- Opening Delimiter -

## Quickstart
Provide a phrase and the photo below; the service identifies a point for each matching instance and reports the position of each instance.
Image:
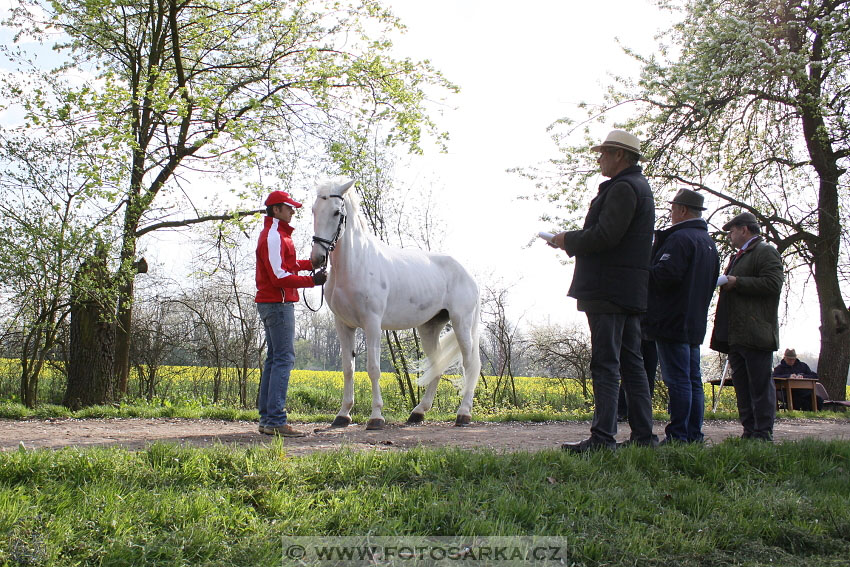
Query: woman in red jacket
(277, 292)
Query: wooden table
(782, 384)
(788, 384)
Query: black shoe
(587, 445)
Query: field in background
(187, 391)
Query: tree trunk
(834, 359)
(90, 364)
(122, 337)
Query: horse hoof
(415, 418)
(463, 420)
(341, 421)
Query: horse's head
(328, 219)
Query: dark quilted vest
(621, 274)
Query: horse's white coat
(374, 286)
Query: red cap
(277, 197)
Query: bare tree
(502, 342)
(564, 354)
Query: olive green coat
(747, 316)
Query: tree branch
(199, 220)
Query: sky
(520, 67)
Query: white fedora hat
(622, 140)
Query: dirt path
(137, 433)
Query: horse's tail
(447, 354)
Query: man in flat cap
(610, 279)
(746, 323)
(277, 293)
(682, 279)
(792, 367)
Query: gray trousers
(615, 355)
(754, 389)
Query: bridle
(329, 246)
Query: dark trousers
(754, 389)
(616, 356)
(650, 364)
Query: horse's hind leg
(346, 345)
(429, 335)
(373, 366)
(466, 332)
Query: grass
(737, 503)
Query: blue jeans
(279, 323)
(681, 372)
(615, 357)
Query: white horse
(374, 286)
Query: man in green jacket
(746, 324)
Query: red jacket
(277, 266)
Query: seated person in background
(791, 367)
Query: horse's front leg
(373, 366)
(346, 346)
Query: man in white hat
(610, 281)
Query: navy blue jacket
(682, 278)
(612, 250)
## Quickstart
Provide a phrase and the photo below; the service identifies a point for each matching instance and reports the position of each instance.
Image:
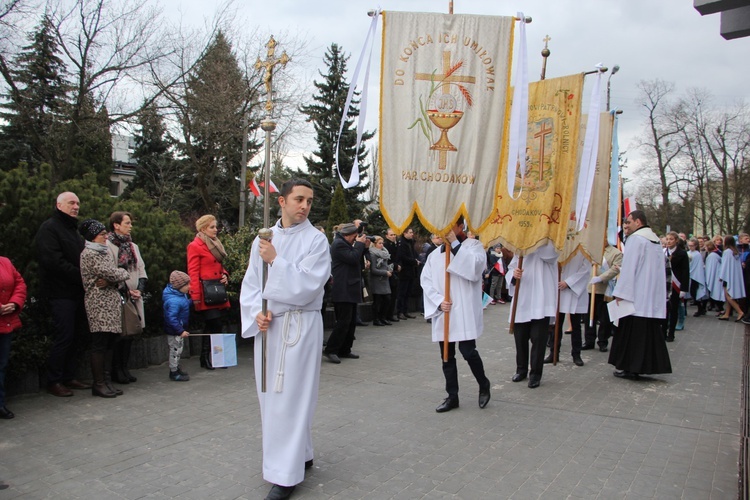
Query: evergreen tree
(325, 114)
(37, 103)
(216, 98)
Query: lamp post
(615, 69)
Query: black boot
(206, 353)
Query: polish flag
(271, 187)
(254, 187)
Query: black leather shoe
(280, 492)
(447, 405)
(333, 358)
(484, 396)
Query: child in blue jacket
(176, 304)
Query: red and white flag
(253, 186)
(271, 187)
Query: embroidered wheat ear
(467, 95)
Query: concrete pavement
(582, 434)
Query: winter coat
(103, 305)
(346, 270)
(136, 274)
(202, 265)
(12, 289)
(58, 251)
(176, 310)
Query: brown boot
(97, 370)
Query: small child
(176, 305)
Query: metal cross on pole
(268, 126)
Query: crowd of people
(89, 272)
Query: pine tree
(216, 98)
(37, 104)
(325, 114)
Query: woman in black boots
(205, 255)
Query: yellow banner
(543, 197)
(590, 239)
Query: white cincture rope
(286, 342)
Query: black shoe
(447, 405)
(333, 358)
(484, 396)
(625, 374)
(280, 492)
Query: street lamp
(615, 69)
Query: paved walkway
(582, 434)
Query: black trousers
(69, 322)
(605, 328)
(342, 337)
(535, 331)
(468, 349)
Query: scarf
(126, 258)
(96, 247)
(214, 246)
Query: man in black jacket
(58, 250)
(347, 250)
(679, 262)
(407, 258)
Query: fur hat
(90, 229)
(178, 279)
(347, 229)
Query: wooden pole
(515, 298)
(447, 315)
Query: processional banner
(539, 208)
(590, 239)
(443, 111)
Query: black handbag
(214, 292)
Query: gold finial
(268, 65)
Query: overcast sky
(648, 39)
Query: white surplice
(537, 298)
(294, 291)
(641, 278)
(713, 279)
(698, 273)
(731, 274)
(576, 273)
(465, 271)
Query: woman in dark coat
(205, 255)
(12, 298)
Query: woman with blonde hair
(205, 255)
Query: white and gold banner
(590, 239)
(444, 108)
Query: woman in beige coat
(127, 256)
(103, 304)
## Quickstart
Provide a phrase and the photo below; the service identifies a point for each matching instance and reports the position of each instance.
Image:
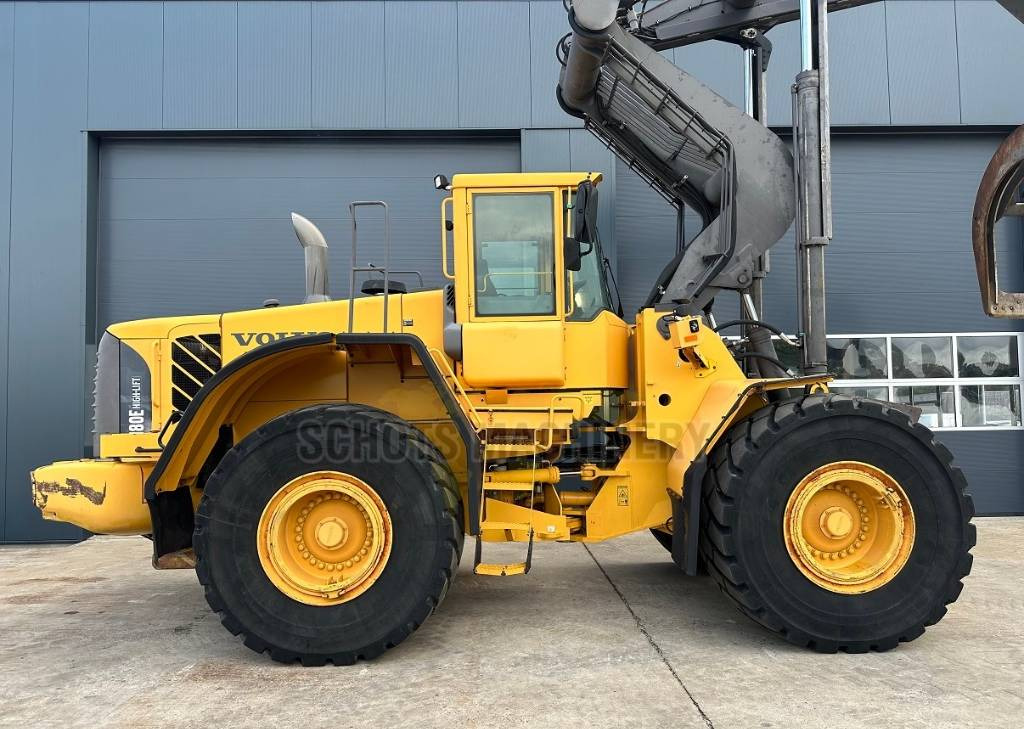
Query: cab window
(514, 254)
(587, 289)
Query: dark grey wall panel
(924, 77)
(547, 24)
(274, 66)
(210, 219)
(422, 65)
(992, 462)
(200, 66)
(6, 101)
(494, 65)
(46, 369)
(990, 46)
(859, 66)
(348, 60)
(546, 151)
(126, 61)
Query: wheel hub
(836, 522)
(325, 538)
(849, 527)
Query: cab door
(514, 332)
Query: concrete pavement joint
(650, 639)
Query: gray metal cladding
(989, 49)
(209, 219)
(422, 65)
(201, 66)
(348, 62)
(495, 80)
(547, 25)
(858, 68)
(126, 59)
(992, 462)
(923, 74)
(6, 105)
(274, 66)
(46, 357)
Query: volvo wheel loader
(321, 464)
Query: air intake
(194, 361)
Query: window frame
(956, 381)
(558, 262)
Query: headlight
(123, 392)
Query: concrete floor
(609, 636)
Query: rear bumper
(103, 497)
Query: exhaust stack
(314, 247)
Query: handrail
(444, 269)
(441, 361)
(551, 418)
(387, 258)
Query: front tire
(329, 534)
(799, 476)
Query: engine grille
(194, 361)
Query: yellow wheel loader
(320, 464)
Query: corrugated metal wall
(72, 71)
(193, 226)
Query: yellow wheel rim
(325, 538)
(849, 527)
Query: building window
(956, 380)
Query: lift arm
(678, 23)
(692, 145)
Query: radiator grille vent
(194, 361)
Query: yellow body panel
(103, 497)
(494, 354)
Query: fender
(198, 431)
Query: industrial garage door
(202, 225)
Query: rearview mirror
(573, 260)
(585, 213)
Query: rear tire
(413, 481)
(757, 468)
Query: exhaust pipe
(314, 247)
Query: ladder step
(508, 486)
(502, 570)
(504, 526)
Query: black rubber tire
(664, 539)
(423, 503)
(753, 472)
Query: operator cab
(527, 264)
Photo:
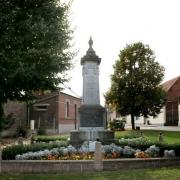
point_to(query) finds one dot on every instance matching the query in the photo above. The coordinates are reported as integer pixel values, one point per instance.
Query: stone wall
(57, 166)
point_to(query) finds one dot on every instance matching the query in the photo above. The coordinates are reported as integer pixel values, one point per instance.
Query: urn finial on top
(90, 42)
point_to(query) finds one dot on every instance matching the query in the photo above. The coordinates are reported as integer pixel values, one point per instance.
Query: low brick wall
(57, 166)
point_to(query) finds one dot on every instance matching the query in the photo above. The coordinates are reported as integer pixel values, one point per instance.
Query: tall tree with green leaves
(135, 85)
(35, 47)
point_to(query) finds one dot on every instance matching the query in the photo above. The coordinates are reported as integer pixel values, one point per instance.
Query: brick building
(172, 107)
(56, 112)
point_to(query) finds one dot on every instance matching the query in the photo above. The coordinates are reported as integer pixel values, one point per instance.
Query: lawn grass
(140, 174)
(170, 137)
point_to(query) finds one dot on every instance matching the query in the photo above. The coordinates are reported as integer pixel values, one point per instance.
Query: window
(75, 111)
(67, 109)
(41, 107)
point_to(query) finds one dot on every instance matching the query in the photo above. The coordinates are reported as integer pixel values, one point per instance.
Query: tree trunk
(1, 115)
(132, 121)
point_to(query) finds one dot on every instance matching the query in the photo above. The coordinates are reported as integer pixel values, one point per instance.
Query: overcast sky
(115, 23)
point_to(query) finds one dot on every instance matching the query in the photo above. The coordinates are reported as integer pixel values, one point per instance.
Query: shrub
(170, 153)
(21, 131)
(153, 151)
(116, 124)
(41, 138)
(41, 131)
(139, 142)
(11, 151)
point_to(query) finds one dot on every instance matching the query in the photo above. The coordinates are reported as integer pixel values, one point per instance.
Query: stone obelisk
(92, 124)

- Closing Delimiter -

How to complete this task:
The data above must be given back verbatim, minus its images.

Output for this exercise:
## Quickstart
Provide a phrase and the photo below; the service identifies a point for each matching instance and reports the position of each instance.
Image:
Query: woman in red jacket
(277, 292)
Query: wooden table
(782, 384)
(788, 384)
Query: black shoe
(587, 445)
Query: field in background
(187, 391)
Query: tree trunk
(834, 359)
(90, 364)
(122, 337)
Query: horse hoof
(415, 418)
(463, 420)
(341, 421)
Query: horse's head
(328, 219)
Query: dark quilted vest
(621, 274)
Query: horse's white coat
(374, 286)
Query: red cap
(277, 197)
Query: bare tree
(502, 342)
(564, 354)
Query: olive green coat
(747, 316)
Query: tree branch
(199, 220)
Query: sky
(520, 67)
Query: white fedora hat
(622, 140)
Query: dirt path
(137, 433)
Query: horse's tail
(447, 354)
Query: man in flat cap
(610, 279)
(746, 323)
(277, 293)
(682, 279)
(792, 367)
Query: gray trousers
(615, 355)
(754, 389)
Query: bridle
(329, 246)
Query: dark trousers
(754, 389)
(616, 356)
(650, 364)
Query: horse's hind leg
(346, 345)
(429, 335)
(373, 366)
(466, 332)
Query: grass
(737, 503)
Query: blue jeans
(279, 323)
(681, 372)
(615, 357)
Query: white horse
(374, 286)
Query: man in green jacket
(746, 324)
Query: red jacket
(277, 266)
Query: seated person in background
(791, 367)
Query: horse's front leg
(373, 366)
(346, 346)
Query: man in white hat
(610, 281)
Query: navy blue jacket
(682, 278)
(612, 250)
## Quickstart
Provide a phrase and the photo below; the service identifies a point for each matching instance and reports the position of each instance.
Image:
Query: evergreen tree
(325, 114)
(37, 103)
(216, 98)
Query: lamp post
(615, 69)
Query: black boot
(206, 353)
Query: polish flag
(271, 187)
(254, 187)
Query: black leather shoe
(280, 492)
(447, 405)
(333, 358)
(484, 396)
Query: child in blue jacket
(176, 304)
Query: red and white flag
(253, 186)
(271, 187)
Query: embroidered wheat ear
(467, 95)
Query: concrete pavement
(582, 434)
Query: winter coat
(103, 305)
(346, 270)
(136, 274)
(202, 265)
(12, 289)
(58, 251)
(176, 310)
Query: brown boot
(97, 370)
Query: small child
(176, 305)
Query: metal cross on pole
(268, 126)
Query: crowd of people
(89, 272)
Query: pine tree
(216, 98)
(37, 104)
(325, 114)
Query: woman in black boots
(205, 255)
Query: yellow banner
(543, 197)
(590, 239)
Query: white cincture rope
(286, 342)
Query: black shoe
(447, 405)
(333, 358)
(484, 396)
(625, 374)
(280, 492)
Query: street lamp
(615, 69)
Query: paved walkway
(582, 434)
Query: black trousers
(69, 322)
(605, 328)
(342, 337)
(535, 331)
(468, 349)
Query: scarf
(126, 258)
(96, 247)
(214, 246)
Query: man in black jacket
(58, 250)
(347, 250)
(679, 262)
(407, 258)
Query: fur hat
(90, 229)
(178, 279)
(347, 229)
Query: wooden pole
(515, 298)
(447, 315)
Query: processional banner
(539, 208)
(590, 239)
(443, 111)
Query: black handbag
(214, 292)
Query: gold finial
(268, 65)
Query: overcast sky
(648, 39)
Query: white surplice
(537, 298)
(294, 291)
(641, 278)
(713, 279)
(698, 273)
(731, 274)
(576, 273)
(465, 271)
Query: woman in dark coat
(205, 255)
(12, 298)
Query: woman with blonde hair
(205, 255)
Query: white and gold banner
(590, 239)
(444, 108)
Query: woman in beige coat
(127, 256)
(103, 304)
## Quickstart
Provide a phrase and the photo below; the service identifies a point for each matching instance and reports the position of each instance.
Image:
Query: cab window
(514, 254)
(587, 289)
Query: dark grey wall panel
(924, 77)
(547, 24)
(274, 66)
(210, 219)
(422, 65)
(992, 462)
(200, 66)
(6, 101)
(494, 65)
(46, 369)
(990, 46)
(859, 66)
(348, 60)
(546, 151)
(126, 61)
Query: wheel hub
(836, 522)
(325, 538)
(849, 527)
Query: cab door
(514, 332)
Query: concrete pavement joint
(650, 639)
Query: gray metal cladding
(989, 49)
(209, 219)
(422, 65)
(201, 66)
(348, 62)
(495, 80)
(547, 25)
(858, 68)
(126, 59)
(992, 462)
(923, 74)
(6, 105)
(274, 66)
(46, 357)
Query: volvo wheel loader
(321, 464)
Query: air intake
(194, 361)
Query: window frame
(956, 381)
(558, 262)
Query: headlight
(123, 392)
Query: concrete floor
(609, 636)
Query: rear bumper
(103, 497)
Query: exhaust stack
(314, 247)
Query: handrail
(444, 269)
(441, 361)
(551, 418)
(387, 258)
Query: front tire
(329, 534)
(799, 476)
Query: engine grille
(194, 361)
Query: yellow wheel loader
(320, 464)
Query: corrugated metal wall
(72, 71)
(193, 226)
Query: yellow wheel rim
(325, 538)
(849, 527)
Query: building window
(956, 380)
Query: lift arm
(678, 23)
(692, 145)
Query: radiator grille vent
(194, 361)
Query: yellow body panel
(103, 497)
(494, 354)
Query: fender
(198, 431)
Query: industrial garage door
(202, 225)
Query: rearview mirror
(573, 260)
(585, 213)
Query: rear tire
(413, 481)
(757, 468)
Query: exhaust pipe
(314, 247)
Query: ladder step
(508, 486)
(502, 570)
(504, 526)
Query: black rubber tire
(664, 539)
(423, 503)
(753, 472)
Query: operator cab
(527, 264)
Photo:
point_to(query) finds one dot on every instance matching the query in the photo above. The coordinates are reported as integer pixel values, one point per instance.
Query: stone wall
(57, 166)
point_to(query) finds one dot on every instance matching the query in the photo above. The coordinates are reported as integer pixel values, one point per instance.
Query: urn finial on top
(90, 42)
point_to(query) finds one dot on every instance matching the query in the photo above. The coordinates are reported as integer pixel values, one point per instance.
Query: low brick wall
(57, 166)
point_to(query) finds one dot on every instance matching the query in the photo above. The coordinates are reported as integer pixel values, one point per instance.
Query: tall tree with green leaves
(135, 85)
(35, 47)
point_to(query) finds one dot on every instance matching the query in the photo above. The coordinates are reported as integer pixel values, one point per instance.
Query: brick building
(172, 107)
(56, 112)
point_to(query) finds one dot on every instance matching the query in the photo above. The coordinates are reported as integer pixel values, one point per instance.
Query: lawn grass
(140, 174)
(170, 137)
point_to(query) finds one dot on every instance matching the query in the photo above. The coordinates are reported as integer pixel values, one point per instance.
Query: window
(75, 111)
(67, 109)
(41, 107)
point_to(query) finds one dot on every instance matching the query in the photo above. The coordinates are reported as integer pixel values, one point per instance.
Query: tree trunk
(1, 115)
(132, 121)
point_to(query) finds one dot on every instance matching the query in the photo above. The coordinates are reported as integer pixel values, one point per instance.
Query: overcast sky
(115, 23)
point_to(query) finds one dot on every instance matching the query in the photo above. The coordinates are reported as integer pixel values, one point per instance.
Query: shrub
(170, 153)
(21, 131)
(153, 151)
(116, 124)
(41, 138)
(41, 131)
(139, 142)
(11, 151)
point_to(query) finds one dot on every instance matching the query in the photo above. The coordinates are reported as integer pixel values, one point per instance.
Query: stone obelisk
(92, 124)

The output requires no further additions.